**Do this**
Set down exactly the lines running from the line with "Please put a point on each instance of the colorful" to the end of the listing below, both ends included.

------ Material shown ------

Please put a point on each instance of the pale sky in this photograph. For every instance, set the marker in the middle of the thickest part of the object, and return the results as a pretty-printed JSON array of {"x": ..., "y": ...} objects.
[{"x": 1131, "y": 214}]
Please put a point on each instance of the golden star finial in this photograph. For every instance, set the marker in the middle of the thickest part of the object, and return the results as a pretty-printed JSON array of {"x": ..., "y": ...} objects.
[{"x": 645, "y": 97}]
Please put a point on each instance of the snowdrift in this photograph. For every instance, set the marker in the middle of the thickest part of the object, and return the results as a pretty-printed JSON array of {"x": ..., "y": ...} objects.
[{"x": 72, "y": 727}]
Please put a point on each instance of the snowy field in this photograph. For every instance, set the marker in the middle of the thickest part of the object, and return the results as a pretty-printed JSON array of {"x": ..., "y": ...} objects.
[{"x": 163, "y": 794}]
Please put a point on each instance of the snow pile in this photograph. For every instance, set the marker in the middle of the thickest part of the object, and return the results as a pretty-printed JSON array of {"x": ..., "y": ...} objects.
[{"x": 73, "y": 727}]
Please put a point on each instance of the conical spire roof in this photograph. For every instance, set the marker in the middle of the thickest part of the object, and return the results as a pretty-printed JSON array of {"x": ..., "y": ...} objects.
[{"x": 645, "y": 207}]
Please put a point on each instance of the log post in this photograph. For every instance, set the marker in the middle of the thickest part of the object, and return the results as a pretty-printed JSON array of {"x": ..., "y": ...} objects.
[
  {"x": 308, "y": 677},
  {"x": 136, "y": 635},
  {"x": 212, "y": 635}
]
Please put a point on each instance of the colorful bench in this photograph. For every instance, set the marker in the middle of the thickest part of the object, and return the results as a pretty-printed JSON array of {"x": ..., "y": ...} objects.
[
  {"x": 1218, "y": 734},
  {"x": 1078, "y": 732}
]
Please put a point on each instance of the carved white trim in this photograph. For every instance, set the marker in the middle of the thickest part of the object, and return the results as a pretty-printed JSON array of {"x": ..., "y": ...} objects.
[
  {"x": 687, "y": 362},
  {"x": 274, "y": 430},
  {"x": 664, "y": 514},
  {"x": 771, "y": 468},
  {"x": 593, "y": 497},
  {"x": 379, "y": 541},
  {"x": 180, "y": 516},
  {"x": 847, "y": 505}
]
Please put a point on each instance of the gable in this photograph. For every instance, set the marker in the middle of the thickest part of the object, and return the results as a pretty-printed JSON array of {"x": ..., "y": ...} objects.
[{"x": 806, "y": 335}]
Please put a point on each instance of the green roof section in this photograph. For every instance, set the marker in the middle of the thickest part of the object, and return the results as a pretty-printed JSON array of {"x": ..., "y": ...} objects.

------

**Exercise answer**
Please put a point on each instance of the colorful bench in this photograph. For every instance, set the marker in the middle of the thickest part of the object, and return the results as a pretty-printed JSON array of {"x": ..., "y": ...} objects.
[
  {"x": 1218, "y": 734},
  {"x": 1078, "y": 732}
]
Please put a point on each instance of the carved white trim in this photograph. For every instance, set the marker in the middle of the thickest part of the object, and return the results as a pretty-printed JSON array of {"x": ..., "y": ...} objects.
[
  {"x": 687, "y": 362},
  {"x": 274, "y": 430},
  {"x": 664, "y": 514},
  {"x": 771, "y": 468},
  {"x": 593, "y": 497},
  {"x": 379, "y": 541},
  {"x": 180, "y": 516},
  {"x": 847, "y": 505}
]
Please put a point on each instance of the gable in this photograph. For every instance, set the marker in the middle of the thickest part of the object, and return the results as a pretty-printed JSON array of {"x": ..., "y": ...} objects.
[{"x": 806, "y": 335}]
Please put a point on each instance of the green roof section in this photograph. For every instance, set the marker in the middle of the thickest part of the object, and return the results as a pretty-printed JSON array of {"x": ..., "y": ...} objects.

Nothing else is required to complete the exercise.